Exercise description:
Report the number of lines in the records below that contain the word "field", and nothing more.

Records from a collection
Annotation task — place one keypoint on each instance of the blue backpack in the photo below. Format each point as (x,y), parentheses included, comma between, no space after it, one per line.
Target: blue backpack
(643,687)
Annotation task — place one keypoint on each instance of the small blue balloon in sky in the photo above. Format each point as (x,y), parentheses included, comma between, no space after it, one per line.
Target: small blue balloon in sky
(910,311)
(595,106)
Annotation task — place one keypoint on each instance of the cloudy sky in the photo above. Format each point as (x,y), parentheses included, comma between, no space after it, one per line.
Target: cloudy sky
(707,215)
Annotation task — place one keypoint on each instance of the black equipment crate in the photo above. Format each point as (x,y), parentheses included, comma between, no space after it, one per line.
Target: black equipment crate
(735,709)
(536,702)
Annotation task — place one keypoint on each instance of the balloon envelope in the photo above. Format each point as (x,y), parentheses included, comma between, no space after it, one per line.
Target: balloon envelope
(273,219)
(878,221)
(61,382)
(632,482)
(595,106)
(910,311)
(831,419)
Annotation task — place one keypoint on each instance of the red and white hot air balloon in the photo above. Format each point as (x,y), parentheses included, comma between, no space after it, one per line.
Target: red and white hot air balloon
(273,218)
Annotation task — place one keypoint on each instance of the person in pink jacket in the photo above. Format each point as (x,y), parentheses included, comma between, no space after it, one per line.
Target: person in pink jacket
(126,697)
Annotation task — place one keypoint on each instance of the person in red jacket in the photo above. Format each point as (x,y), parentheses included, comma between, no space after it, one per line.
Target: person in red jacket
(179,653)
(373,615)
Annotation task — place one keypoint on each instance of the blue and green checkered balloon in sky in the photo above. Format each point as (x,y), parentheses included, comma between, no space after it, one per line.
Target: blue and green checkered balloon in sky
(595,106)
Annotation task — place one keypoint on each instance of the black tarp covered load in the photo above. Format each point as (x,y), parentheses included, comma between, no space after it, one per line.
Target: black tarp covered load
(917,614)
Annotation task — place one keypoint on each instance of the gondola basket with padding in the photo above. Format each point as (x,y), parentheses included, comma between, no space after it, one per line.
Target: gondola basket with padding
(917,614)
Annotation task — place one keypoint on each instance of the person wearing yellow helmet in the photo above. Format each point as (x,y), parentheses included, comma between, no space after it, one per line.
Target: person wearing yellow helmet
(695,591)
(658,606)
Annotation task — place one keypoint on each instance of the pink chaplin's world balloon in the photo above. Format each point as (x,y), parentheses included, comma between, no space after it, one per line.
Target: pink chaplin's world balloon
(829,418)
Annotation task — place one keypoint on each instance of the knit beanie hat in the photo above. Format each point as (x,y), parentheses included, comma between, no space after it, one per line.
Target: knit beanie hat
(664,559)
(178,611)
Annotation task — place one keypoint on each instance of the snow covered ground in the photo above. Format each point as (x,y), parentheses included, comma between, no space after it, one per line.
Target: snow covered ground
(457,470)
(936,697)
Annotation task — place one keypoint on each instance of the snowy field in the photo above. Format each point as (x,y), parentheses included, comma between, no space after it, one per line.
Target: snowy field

Reply to the exercise:
2